TASK TO CARRY OUT — Please change every "boulder" in the data below to "large stone" and give all the lines again with nothing else altered.

SUPPLIED ENTRIES —
— start —
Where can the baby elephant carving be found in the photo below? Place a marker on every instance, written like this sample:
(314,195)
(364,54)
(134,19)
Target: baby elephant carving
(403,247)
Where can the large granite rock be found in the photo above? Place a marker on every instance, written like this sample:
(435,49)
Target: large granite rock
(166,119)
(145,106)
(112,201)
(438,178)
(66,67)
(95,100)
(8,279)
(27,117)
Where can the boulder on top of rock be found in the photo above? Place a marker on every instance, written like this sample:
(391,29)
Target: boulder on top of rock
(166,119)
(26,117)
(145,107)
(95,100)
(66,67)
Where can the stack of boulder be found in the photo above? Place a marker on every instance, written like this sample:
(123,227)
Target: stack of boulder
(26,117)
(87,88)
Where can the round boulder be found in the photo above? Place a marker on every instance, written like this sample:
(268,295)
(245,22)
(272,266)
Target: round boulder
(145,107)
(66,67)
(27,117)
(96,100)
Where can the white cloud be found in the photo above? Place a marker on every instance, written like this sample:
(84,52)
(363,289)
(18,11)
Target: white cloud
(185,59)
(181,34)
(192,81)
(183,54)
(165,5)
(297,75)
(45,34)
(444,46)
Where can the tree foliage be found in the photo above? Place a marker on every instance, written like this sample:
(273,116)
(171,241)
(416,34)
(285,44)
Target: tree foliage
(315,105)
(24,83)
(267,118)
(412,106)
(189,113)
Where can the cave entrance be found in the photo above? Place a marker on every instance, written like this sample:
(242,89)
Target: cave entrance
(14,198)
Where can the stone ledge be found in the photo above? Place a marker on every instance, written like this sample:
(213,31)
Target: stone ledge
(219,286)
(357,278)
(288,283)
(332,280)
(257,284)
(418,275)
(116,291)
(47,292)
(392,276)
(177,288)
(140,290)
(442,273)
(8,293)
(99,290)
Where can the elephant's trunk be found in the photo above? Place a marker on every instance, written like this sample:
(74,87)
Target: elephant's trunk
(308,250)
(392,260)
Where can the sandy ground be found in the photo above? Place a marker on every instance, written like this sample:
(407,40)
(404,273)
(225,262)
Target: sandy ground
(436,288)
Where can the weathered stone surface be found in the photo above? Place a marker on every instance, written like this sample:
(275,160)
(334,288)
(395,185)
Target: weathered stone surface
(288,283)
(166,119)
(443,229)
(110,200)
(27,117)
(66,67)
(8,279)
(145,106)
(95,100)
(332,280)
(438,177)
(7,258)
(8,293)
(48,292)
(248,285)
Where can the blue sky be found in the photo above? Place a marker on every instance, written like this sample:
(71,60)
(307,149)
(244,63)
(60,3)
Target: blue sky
— end —
ANSWER FOR THE TASK —
Where can the baby elephant carving be found in the photo below? Place a marker on every instance, written like this sample:
(314,195)
(364,54)
(134,19)
Target: baby elephant carving
(403,247)
Where can the large granite rock be found in the photo above? Place a marker on every instance, written like this sample:
(435,49)
Target: large granite rock
(166,119)
(145,106)
(112,201)
(438,178)
(66,67)
(95,100)
(8,279)
(27,117)
Where can the large stone on top of rock be found in the photo above? Place a marker on every instance, written like this sample:
(391,29)
Target: large stone on top of rock
(166,119)
(26,117)
(145,107)
(95,100)
(66,67)
Where can the stack of large stone be found in the photo above? Place a marker on every instance, written like this sample:
(123,227)
Target: stack of large stone
(26,117)
(87,88)
Where can the round large stone be found in the photo above? Place a marker on every instance, written like this sample:
(268,295)
(245,22)
(272,266)
Target: round large stone
(145,107)
(66,67)
(27,117)
(96,100)
Where can the white cloud be found in the photo above? Place a marker on every instance, written like this sample:
(84,52)
(363,289)
(18,11)
Target: white cloud
(185,59)
(181,34)
(192,81)
(183,54)
(165,5)
(297,75)
(45,34)
(444,46)
Where can the tree foliage be found in the photo above? Place a marker on every instance, written like this sample:
(273,116)
(171,241)
(416,34)
(285,44)
Target: tree foliage
(315,105)
(24,83)
(267,118)
(412,106)
(189,113)
Where can the cave entrance be found in the photo above? Place a marker on every instance, written like this sample:
(242,89)
Target: cave entrance
(14,198)
Where can the stone ledge be found in the photo above? Place a marker on every instance, written like this sample:
(213,31)
Target: stone ledge
(219,286)
(357,278)
(288,283)
(332,280)
(257,284)
(418,275)
(116,291)
(47,292)
(392,276)
(177,288)
(140,290)
(442,273)
(8,293)
(99,290)
Where can the elephant's trunk be found in the photo above? Place a marker on every instance, written like this sample:
(74,87)
Target: elephant's trunk
(308,250)
(392,260)
Where can the sandy ground be found in the photo above? Place a marker on every instance, written like this sample:
(407,40)
(404,273)
(225,262)
Target: sandy ground
(436,288)
Where can the weathered stone surface be found in the photo above? Place a marker on every instance, written like this sample:
(275,160)
(334,288)
(395,185)
Target: weathered stone surface
(288,283)
(166,119)
(443,229)
(110,200)
(27,117)
(66,67)
(8,279)
(145,106)
(95,100)
(332,280)
(438,177)
(7,258)
(8,293)
(48,292)
(248,285)
Where can the blue sky be found in the photo above? Place a marker on every instance, written like this sample:
(71,60)
(307,149)
(244,63)
(60,3)
Target: blue sky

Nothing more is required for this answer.